## Prompt 1:
According to the Cathode page, what controls all timing in the pipeline?
## Prompt 2:
Check each statement against the Cathode page and answer yes or no, quoting the words that decide it: (a) The hybrid composition mode uses Remotion. (b) Live demo capture is done with Selenium. (c) Image generation can run locally via Qwen on MLX.
## Prompt 3:
Continue the Cathode page from its last sentence.

## Extract:
···
Cathode
Local-first explainer video pipeline with React/FastAPI control room, MCP server, and Remotion-backed motion rendering.
Cathode is a local-first video generation pipeline that turns rough notes, source text, or a finished script into a rendered MP4. It operates through four distinct lanes: a React/FastAPI control room, a legacy Streamlit app, an MCP server for agent-driven runs, and a live product demo capture workflow.
The pipeline supports three composition modes – classic (image + video with ffmpeg), hybrid (mixed media with Remotion), and motion-only (template-driven motion scenes). Narration audio drives all timing, keeping scenes synchronized across render backends.
Key Features
- Brief-driven storyboard generation with multiple composition modes
- React/FastAPI control room with background job pipeline and live status
- MCP server for agent-driven video generation from Claude or other MCP clients
- Live demo capture using Playwright with structured QC review loop
- Local-first rendering with Remotion, ffmpeg, and hardware H.264 encoding
- Pluggable providers for storyboard generation, image creation, TTS, and video rendering
Technical Architecture
Cathode is env-driven with pluggable providers at every stage. For narration, it supports Kokoro TTS locally or cloud TTS services. Image generation can run locally via Qwen on MLX or through cloud APIs. Video rendering uses either ffmpeg for simple compositions or Remotion for template-driven motion scenes.
···
## Dataset content:
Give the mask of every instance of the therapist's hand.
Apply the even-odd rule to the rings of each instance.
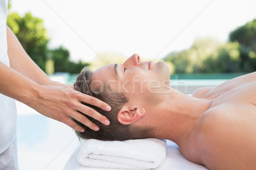
[[[106,111],[111,108],[106,103],[92,97],[73,90],[68,85],[61,86],[39,85],[38,98],[33,100],[28,105],[41,114],[63,122],[79,132],[84,130],[70,119],[72,117],[94,130],[99,128],[86,117],[78,112],[83,113],[108,125],[110,122],[105,116],[91,108],[81,103],[84,102],[96,106]]]

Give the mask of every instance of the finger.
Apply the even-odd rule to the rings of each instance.
[[[97,107],[105,111],[111,110],[111,107],[109,105],[96,97],[81,93],[79,93],[78,94],[79,99],[81,102]]]
[[[108,118],[107,118],[105,116],[97,112],[94,109],[81,103],[79,103],[79,108],[77,109],[78,111],[79,111],[84,114],[88,115],[95,119],[98,120],[99,122],[106,126],[109,125],[110,124],[110,122]],[[85,123],[86,122],[84,122],[84,121],[87,121],[88,119],[86,118],[86,117],[84,116],[81,114],[80,114],[78,112],[77,113],[78,115],[80,116],[77,117],[78,119],[80,119],[80,121],[77,119],[76,120],[82,123],[84,125],[86,125],[84,123]],[[84,119],[84,118],[86,118],[86,119]]]
[[[73,121],[70,118],[67,118],[67,119],[65,120],[65,121],[63,122],[65,123],[66,125],[67,125],[70,128],[71,128],[72,129],[73,129],[76,131],[80,132],[84,132],[84,128],[77,125],[75,122]],[[93,130],[98,131],[99,130],[99,126],[98,126],[97,125],[96,125],[94,123],[93,123],[89,120],[88,120],[88,123],[87,124],[87,125],[85,125],[86,127],[89,128],[90,129]],[[86,127],[84,128],[86,128]]]
[[[99,129],[98,126],[92,122],[84,116],[78,112],[76,112],[75,113],[73,114],[71,117],[93,130],[98,131]],[[80,130],[78,131],[81,131]]]

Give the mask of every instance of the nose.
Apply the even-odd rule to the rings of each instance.
[[[139,66],[141,60],[140,56],[137,54],[134,54],[129,58],[124,63],[124,64],[126,65],[126,66]]]

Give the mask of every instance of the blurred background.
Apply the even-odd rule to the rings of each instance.
[[[138,53],[166,62],[171,85],[191,94],[256,71],[255,6],[249,0],[9,0],[7,25],[54,80],[73,83],[85,66]],[[63,169],[79,144],[73,132],[17,107],[20,169]]]

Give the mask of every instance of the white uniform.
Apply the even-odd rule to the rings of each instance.
[[[9,66],[6,28],[8,4],[8,0],[0,0],[0,61]],[[14,169],[10,161],[16,161],[13,159],[17,157],[16,119],[15,100],[0,94],[0,169],[1,170],[3,169],[2,168]]]

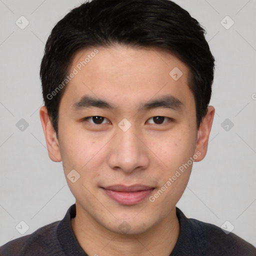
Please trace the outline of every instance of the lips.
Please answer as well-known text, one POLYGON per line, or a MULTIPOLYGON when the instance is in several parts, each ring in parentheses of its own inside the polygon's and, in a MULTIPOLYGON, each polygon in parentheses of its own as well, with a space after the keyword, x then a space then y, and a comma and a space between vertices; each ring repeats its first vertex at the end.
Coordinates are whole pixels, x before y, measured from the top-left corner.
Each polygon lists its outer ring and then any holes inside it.
POLYGON ((154 188, 142 184, 129 186, 114 185, 101 188, 103 192, 112 200, 121 204, 132 205, 139 203, 148 198, 154 188))

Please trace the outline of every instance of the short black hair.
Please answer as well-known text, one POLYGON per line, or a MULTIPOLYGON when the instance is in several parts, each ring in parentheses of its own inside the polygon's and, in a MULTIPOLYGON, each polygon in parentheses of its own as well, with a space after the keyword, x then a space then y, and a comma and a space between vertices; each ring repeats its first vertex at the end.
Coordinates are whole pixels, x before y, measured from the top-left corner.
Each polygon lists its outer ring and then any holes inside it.
POLYGON ((66 88, 60 85, 74 54, 116 44, 164 50, 188 67, 199 128, 207 112, 214 70, 206 34, 186 10, 170 0, 92 0, 71 10, 52 29, 40 70, 44 104, 57 137, 59 104, 66 88))

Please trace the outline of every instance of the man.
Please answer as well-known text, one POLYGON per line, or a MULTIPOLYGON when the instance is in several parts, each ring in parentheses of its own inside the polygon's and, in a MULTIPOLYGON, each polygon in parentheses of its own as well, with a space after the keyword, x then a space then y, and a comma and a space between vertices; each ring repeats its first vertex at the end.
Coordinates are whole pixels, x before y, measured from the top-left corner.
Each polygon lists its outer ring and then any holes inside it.
POLYGON ((40 118, 76 204, 1 255, 256 255, 176 207, 214 114, 204 33, 168 0, 93 0, 56 24, 41 65, 40 118))

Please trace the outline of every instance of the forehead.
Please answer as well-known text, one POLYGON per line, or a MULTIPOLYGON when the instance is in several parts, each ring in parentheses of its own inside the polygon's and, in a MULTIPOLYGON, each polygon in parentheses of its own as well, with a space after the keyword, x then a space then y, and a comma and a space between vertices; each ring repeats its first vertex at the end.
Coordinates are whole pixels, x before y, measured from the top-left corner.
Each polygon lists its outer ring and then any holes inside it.
POLYGON ((84 50, 72 60, 68 74, 76 74, 62 98, 72 104, 90 94, 128 106, 170 93, 186 103, 192 96, 188 72, 175 56, 159 49, 120 46, 84 50))

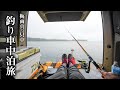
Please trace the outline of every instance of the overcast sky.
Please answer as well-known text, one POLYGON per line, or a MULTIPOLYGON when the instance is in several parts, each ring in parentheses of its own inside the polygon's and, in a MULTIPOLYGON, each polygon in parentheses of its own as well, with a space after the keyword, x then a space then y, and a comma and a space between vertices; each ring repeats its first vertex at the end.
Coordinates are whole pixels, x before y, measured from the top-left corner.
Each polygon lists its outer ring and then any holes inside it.
POLYGON ((36 11, 30 11, 28 17, 27 36, 46 39, 73 39, 66 28, 76 39, 102 41, 103 30, 101 12, 90 12, 87 19, 74 22, 47 22, 41 19, 36 11))

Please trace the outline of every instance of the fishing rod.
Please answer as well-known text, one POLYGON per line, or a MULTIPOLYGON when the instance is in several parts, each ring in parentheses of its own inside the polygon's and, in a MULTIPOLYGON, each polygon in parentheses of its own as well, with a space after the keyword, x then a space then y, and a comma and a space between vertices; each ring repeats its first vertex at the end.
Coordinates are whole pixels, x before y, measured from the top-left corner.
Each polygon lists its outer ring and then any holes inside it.
MULTIPOLYGON (((67 29, 67 28, 66 28, 67 29)), ((68 29, 67 29, 68 31, 68 29)), ((95 67, 99 70, 100 73, 102 73, 102 69, 100 68, 100 66, 93 60, 93 58, 87 53, 87 51, 82 47, 82 45, 78 42, 78 40, 68 31, 68 33, 75 39, 75 41, 78 43, 78 45, 82 48, 82 50, 85 52, 85 54, 88 56, 88 58, 90 59, 89 61, 89 65, 88 65, 88 69, 86 69, 86 72, 89 73, 90 71, 90 63, 92 62, 95 67)))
···
## Response 1:
Narration audio drives all timing, which keeps scenes synchronized across render backends.

## Response 2:
(a) Yes: "hybrid (mixed media with Remotion)".
(b) No: "Live demo capture using Playwright with structured QC review loop".
(c) Yes: "Image generation can run locally via Qwen on MLX or through cloud APIs."

## Response 3:
The live demo lane uses Playwright to capture real running applications, with a sub-agent evaluating extracted frames in a structured QC review loop before the final render. All project state, storyboards, and job logs persist locally under a plan.json source of truth.
The MCP server exposes the full pipeline to any MCP client, so an AI assistant can generate, review, and iterate on explainer videos within a single conversation.